Problèmes à résoudre
**a.** Dans l'article sur l'éthique des soins, quel organisme a rendu public l'avis sur la souffrance des soignants ?
**b.** Résumez plus brièvement le paragraphe de l'article sur l'éthique des soins qui commence par « L'accumulation de facteurs de fragilisation », sans perdre ses faits principaux.
**c.** Prolongez, s'il vous plaît, l'article sur l'éthique des soins à partir de sa dernière phrase.

Il est « urgent de remettre l’éthique au coeur de la santé »

Les soignants interrogent le sens profond de leur métier et témoignent d'états de "souffrance éthique", voire de souffrance psychique, s'estimant parfois en opposition avec les valeurs éthiques du soin, sans espace pour en parler, affirme le Comité consultatif national d'éthique (CCNE), dans un avis rendu public lundi. 

© Robert Kneschke / ShutterStock

"L'accumulation de facteurs de fragilisation a engendré une profonde démoralisation chez les soignants qui font face à un décalage de plus en plus manifeste entre leurs pratiques, perçues comme déshumanisées, et les valeurs éthiques du soin, et sont ainsi de plus en plus souvent en situation de souffrance éthique", indique le CCNE. 

En cause notamment? Une "approche de la santé focalisée sur le traitement (le cure), plutôt que sur le soin (le care), et ce, au détriment de la santé publique et d'une approche globale des personnes."

Données sources
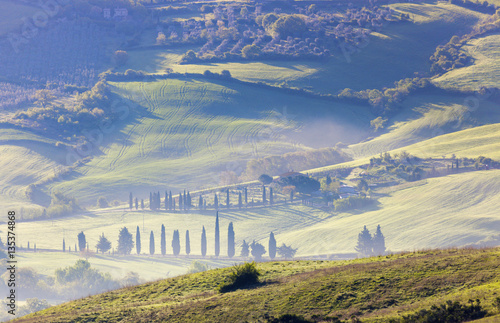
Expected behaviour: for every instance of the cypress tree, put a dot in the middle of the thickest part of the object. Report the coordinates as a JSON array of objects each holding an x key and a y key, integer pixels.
[
  {"x": 272, "y": 246},
  {"x": 138, "y": 241},
  {"x": 230, "y": 240},
  {"x": 203, "y": 242},
  {"x": 176, "y": 243},
  {"x": 82, "y": 242},
  {"x": 245, "y": 251},
  {"x": 364, "y": 245},
  {"x": 217, "y": 238},
  {"x": 378, "y": 242},
  {"x": 188, "y": 243},
  {"x": 163, "y": 241},
  {"x": 152, "y": 243}
]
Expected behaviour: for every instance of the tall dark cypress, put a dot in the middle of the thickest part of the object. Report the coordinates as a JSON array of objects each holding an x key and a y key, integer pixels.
[
  {"x": 176, "y": 243},
  {"x": 230, "y": 240},
  {"x": 138, "y": 241},
  {"x": 203, "y": 242},
  {"x": 152, "y": 243},
  {"x": 272, "y": 246},
  {"x": 217, "y": 237},
  {"x": 163, "y": 242},
  {"x": 188, "y": 243}
]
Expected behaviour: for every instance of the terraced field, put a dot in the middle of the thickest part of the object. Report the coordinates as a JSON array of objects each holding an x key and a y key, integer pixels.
[
  {"x": 12, "y": 13},
  {"x": 392, "y": 53},
  {"x": 430, "y": 116},
  {"x": 186, "y": 133}
]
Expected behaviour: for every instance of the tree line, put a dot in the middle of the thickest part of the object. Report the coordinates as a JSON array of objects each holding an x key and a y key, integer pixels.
[{"x": 126, "y": 243}]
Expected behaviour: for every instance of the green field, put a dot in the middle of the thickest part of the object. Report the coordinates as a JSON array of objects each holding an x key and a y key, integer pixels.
[
  {"x": 183, "y": 134},
  {"x": 12, "y": 13},
  {"x": 484, "y": 72},
  {"x": 395, "y": 52},
  {"x": 373, "y": 290},
  {"x": 449, "y": 211}
]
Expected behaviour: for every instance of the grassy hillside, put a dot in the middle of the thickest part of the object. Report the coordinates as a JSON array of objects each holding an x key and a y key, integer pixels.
[
  {"x": 484, "y": 72},
  {"x": 373, "y": 290},
  {"x": 186, "y": 133},
  {"x": 430, "y": 116},
  {"x": 454, "y": 210},
  {"x": 12, "y": 14},
  {"x": 394, "y": 52}
]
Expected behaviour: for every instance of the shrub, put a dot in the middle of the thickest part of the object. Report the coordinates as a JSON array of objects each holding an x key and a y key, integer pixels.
[{"x": 242, "y": 276}]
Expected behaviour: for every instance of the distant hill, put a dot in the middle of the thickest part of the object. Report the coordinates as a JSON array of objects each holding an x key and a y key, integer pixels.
[{"x": 371, "y": 290}]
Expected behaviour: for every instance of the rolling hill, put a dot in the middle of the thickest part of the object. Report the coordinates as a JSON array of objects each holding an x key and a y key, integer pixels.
[{"x": 372, "y": 290}]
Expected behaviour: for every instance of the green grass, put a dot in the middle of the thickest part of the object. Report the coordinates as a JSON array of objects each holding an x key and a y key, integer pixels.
[
  {"x": 372, "y": 289},
  {"x": 429, "y": 116},
  {"x": 184, "y": 134},
  {"x": 484, "y": 72},
  {"x": 454, "y": 210},
  {"x": 12, "y": 13},
  {"x": 395, "y": 52}
]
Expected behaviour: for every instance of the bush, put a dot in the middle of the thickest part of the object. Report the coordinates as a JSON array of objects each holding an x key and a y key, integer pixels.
[
  {"x": 102, "y": 202},
  {"x": 242, "y": 276}
]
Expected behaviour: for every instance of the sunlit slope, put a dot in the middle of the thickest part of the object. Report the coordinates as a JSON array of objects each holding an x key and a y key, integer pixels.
[
  {"x": 430, "y": 116},
  {"x": 184, "y": 133},
  {"x": 475, "y": 142},
  {"x": 484, "y": 72},
  {"x": 448, "y": 211},
  {"x": 455, "y": 210},
  {"x": 394, "y": 52},
  {"x": 373, "y": 290}
]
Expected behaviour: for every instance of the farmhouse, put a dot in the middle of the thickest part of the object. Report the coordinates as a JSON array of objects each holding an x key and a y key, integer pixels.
[{"x": 346, "y": 191}]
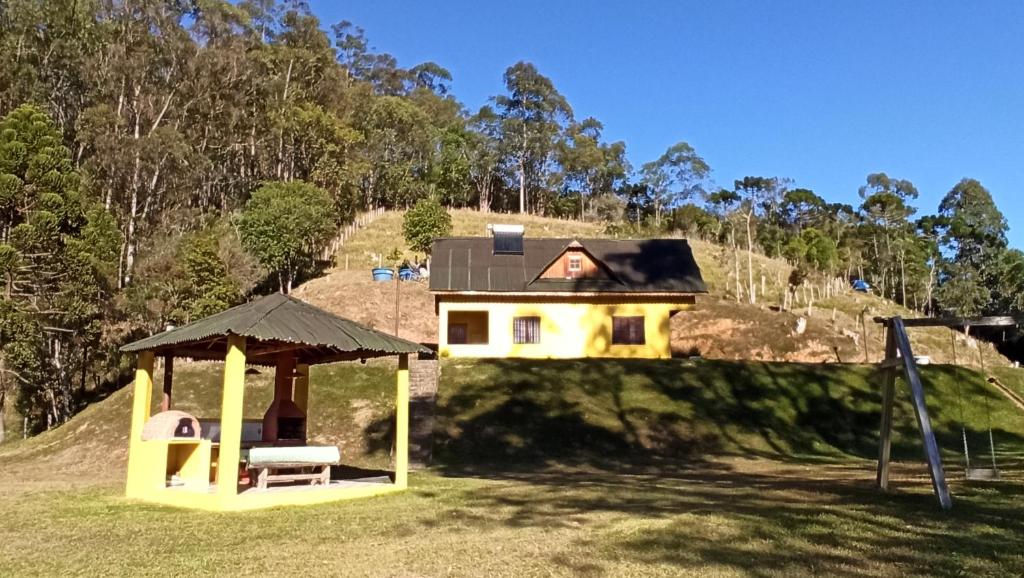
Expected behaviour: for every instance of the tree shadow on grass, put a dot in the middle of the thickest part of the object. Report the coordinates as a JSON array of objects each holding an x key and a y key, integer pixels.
[
  {"x": 637, "y": 440},
  {"x": 782, "y": 521}
]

Réponses aux exercices
**a.** Le Comité consultatif national d'éthique (CCNE).

**b.** Selon le CCNE, l'accumulation de facteurs de fragilisation a profondément démoralisé les soignants. L'écart croissant entre leurs pratiques, jugées déshumanisées, et les valeurs éthiques du soin les met de plus en plus souvent en situation de souffrance éthique.

**c.**
En cause aussi, "une gestion dysfonctionnelle du système de soins", avec un modèle économique dans lequel les acteurs de la santé "ne se reconnaissent pas".

La technicité favorisée au détriment de la relation humaine

"Les avancées technologiques de la médecine s'accompagnent d'une évolution de la conception du soin, centrée sur le geste technique qui peut aisément être évalué par un indicateur 'mesurable'. On ne tient pas suffisamment compte d'une autre partie du soin, qui ne se prête pas aisément à une mesure du même ordre, et qui est pourtant essentielle puisqu'elle consiste à écouter, à dialoguer, à entrer en relation, à accompagner la souffrance, à rechercher par une approche interdisciplinaire le juste niveau de soins pour la personne", pointe le CCNE. 

Ces avancées techniques peuvent générer des situations "inadéquates" du fait d'un déficit de réfléxion éthique couplé à une "sur-valorisation" des actes techniques par rapport aux actes réflexifs.

"Faire du seul motif que l'on sait faire techniquement peut ainsi parfois conduire à des situations de souffrance, de handicap secondaire, de dépendance, de vulnérabilités qui s'imposent à la personne", explique l'avis. 

Altération du rapport au temps

"Le temps des soignants croise de moins en moins celui des malades", pointe aussi le CCNE. Ce temps dépend avant tout de la charge de travail et donc des effectifs soignants et médicaux, aussi bien à l'hôpital qu'en ville ou dans le secteur médico-social.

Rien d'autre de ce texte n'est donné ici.